Instruction A —
In the post about the 6-bit carry look-ahead adder, how many inputs may a gate have at most?
Instruction B —
Continue the 6-bit carry look-ahead adder post from the point where its text ends.

I am designing GATE LEVEL MODELING 6BIT CARRY LOOK AHEAD ADDER. All INPUT OUTPUTs are fixed to D-FF and only up to 4 INPUT GATE can be used. I run the test code, and out and c_out keep returning only 0, which causes a problem and leaves me a question.

module DFF(input wire D, input wire clk, input wire rst, output reg Q);
  always @(posedge clk or negedge rst)
    if (!rst)
      Q <= 1'b0;
    else
      Q <= D;
endmodule


module CLA6(output [5:0] out, output c_out, input [5:0] in_A, in_B, input wire c_in, input wire clk, rst);
  wire [5:0] A, B;
  wire cin;
  DFF dff_in_A[5:0](
    .D(in_A),
    .clk(clk),
    .rst(rst),
    .Q(A)
  );
  
  DFF dff_in_B[5:0](
    .D(in_B),
    .clk(clk),
    .rst(rst),
    .Q(B)
  );
  DFF dff_c_in(.D(c_in), .clk(clk), .rst(rst), .Q(cin));

  wire [5:0] g, p;
  wire [26:0] e;
  wire [8:0] c;
  wire [5:0] sum;
//0
  and(g[0],A[0], B[0]);
  
  or (p[0], A[0], B[0]);

  and (e[0], p[0], cin);
  or (c[0], g[0], e[0]);

  xor (sum[0], A[0], B[0], cin);
//1  
  and(g[1], A[1], B[1]);
  
  or (p[1], A[1], B[1]);

  and (e[1], p[1], g[0]);
  and (e[2], p[1], p[0], cin);
  or (c[1], g[1], e[1], e[2]);

  xor (sum[1], A[1], B[1], c[0]);
 //2 
  and(g[2], A[2], B[2]);
  
  or (p[2], A[2], B[2]);

  and (e[3], p[2], g[1]);
  and (e[4], p[2], p[1], g[0]);
  and (e[5], p[2], p[1], p[0], cin); 
  or (c[2], g[2], e[3], e[4], e[5]);

  xor (sum[2], A[2], B[2], c[1]);
//3
  and(g[3], A[3], B[3]);
  
  or (p[3], A[3], B[3]);

  and (e[6], p[3], g[2]);
  and (e[7], p[3], p[2], g[1]);
  and (e[8], p[3], p[2], p[1], g[0]);
  and (e[9], p[0], cin);
  and (e[10], p[3], p[2], p[1], e[9]);
  or (c[3], e[8], e[10]);
  or (c[4], g[3], e[6], e[7], c[3]);

  xor (sum[3], A[3], B[3], c[2]);
  
//4 
  and(g[4], A[4], B[4]);
  
  or (p[4], A[4], B[4]);

  and (e[11], p[4], g[3]);
  and (e[12], p[4], p[3], g[2]);
  and (e[13], p[4], p[3], p[2], g[1]);
  and (e[14], p[1], g[0]);
  and (e[15], p[4], p[3], p[2], e[14]);
  and (e[16], p[1], p[0], cin);
  and (e[17], p[4], p[3], p[2], e[16]);
  or (c[5], e[13], e[15], e[17]);
  or (c[6], g[4], e[11], e[12], c[5]);

  xor (sum[4], A[4], B[4], c[4]);
//5
  and(g[5], A[5], B[5]);
  
  or (p[5], A[5], B[5]);

  and (e[18], p[5], g[4]);
  and (e[19], p[5], p[4], g[3]);
  and (e[20], p[5], p[4], p[3], g[2]);
  and (e[21], p[2], g[1]);
  and (e[22], p[5], p[4], p[3], e[21]);
  and (e[23], p[2], p[1], g[0]);
  and (e[24], p[5], p[4], p[3], e[23]);
  and (e[25], p[2], p[1], p[0], cin);
  and (e[26], p[5], p[4], p[3], e[25]);
  or (c[7], e[20], e[22], e[24], e[26]);
  or (c[8], g[5], e[18], e[19], c[7]);

  xor (sum[5], A[5], B[5], c[6]);
 
  DFF dff_out[5:0](
    .D(sum),
    .clk(clk),
    .rst(rst),
    .Q(out)

Data excerpts —

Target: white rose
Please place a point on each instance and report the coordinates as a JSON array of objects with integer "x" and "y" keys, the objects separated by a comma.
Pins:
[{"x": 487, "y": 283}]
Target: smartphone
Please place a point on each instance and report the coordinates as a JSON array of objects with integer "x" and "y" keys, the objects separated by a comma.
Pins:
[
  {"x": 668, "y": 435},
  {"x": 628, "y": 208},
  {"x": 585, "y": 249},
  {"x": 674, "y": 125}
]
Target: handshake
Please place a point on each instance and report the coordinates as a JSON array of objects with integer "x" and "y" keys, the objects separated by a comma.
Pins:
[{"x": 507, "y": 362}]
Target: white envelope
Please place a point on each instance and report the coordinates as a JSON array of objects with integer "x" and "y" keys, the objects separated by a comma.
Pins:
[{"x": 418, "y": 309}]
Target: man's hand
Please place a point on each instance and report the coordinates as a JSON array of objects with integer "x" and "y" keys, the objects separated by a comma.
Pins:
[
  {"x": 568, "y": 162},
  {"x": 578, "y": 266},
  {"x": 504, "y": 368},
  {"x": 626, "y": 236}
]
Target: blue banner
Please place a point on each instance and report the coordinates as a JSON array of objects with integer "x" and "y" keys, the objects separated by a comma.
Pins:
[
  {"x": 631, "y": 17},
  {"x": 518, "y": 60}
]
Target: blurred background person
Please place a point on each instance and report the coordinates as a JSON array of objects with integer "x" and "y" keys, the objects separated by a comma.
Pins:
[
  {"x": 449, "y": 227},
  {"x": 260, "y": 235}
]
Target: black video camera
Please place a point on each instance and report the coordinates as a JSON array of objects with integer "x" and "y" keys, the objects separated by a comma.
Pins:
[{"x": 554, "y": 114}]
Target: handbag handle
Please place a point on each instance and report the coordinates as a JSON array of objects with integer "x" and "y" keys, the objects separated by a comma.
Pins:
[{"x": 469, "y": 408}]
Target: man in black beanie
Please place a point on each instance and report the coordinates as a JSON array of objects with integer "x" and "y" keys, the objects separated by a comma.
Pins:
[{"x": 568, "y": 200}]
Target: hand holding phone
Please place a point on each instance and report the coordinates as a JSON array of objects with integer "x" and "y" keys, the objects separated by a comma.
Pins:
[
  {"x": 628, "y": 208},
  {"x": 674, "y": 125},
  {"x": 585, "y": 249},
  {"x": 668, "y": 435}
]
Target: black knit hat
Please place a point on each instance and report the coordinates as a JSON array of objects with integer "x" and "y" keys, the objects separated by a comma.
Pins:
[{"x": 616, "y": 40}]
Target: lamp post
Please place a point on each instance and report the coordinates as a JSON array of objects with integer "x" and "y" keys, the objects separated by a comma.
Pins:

Task output A —
Up to 4 inputs.

Task output B —
  );

  DFF dff_c_out(.D(c[8]), .clk(clk), .rst(rst), .Q(c_out));
endmodule

this is test bench code

`timescale 1ns/1ps

module tb_CLA6;

  // Inputs
  reg [5:0] in_A, in_B;
  reg c_in, clk, rst;

  // Outputs
  wire [5:0] out;
  wire c_out;

  // Instantiate CLA6 module
  CLA6 uut(
    .out(out),
    .c_out(c_out),
    .in_A(in_A),
    .in_B(in_B),
    .c_in(c_in),
    .clk(clk),
    .rst(rst)
  );

  // Clock generation
  initial begin
    clk = 0;
    forever #5 clk = ~clk;
  end

  // Initial stimulus
  initial begin
    // Initialize inputs
    in_A = 6'd30;
    in_B = 6'd15;
    c_in = 0;
    rst = 1;

    // Apply reset
    #10 rst = 0;

    // Wait for a few clock cycles
    
    // Apply new inputs
    in_A = 6'd15;
    in_B = 6'd17;
    c_in = 1;
    
    #10 rst = 0;
    
    in_A= 6'd10;
    in_B= 6'd11;
    c_in = 0;

    #10 $finish;
  end

endmodule

enter image description here

enter image description here The carry equations are summarized as follows and expressed using wire. The last c[8] is c_out of the carry look ahead adder, and I want each sum[5:0] of the code to be output as out[5:0], but the result continues to be 0.

conditons The input of the design module goes through FF and is then applied to the 6-bit CLA of combinational logic. The output of combinational logic will be output as the output of the design module after going through FF. Combinational logic should be designed using gate level modeling using only logic gates with four or fewer inputs. FF is designed using behavioral modeling (positive edge triggered, negative edge asynchronous reset, D-FF) Can be configured with hierarchical design CLA6 is designed using gate level modeling

Solution

  • The basic problem is that the design reset is active low, and the teststbench is active high, so the design is held in reset forever. Maybe you intended for them both to be active low. If that is the case then they were just not sequenced properly. You are attempting to reset the design between application of the two vectors which does not seem to be necessary and was confusing you. If you want to reset between vectors, wait for the data for the first vector to appear at the ouput prior to resetting.

    Changing the reset to active low in the testbench and improving way that stimulus is applied brings the design to life. I reset only one time at t = 0, then apply a vector and wait, repeating the apply/wait pattern.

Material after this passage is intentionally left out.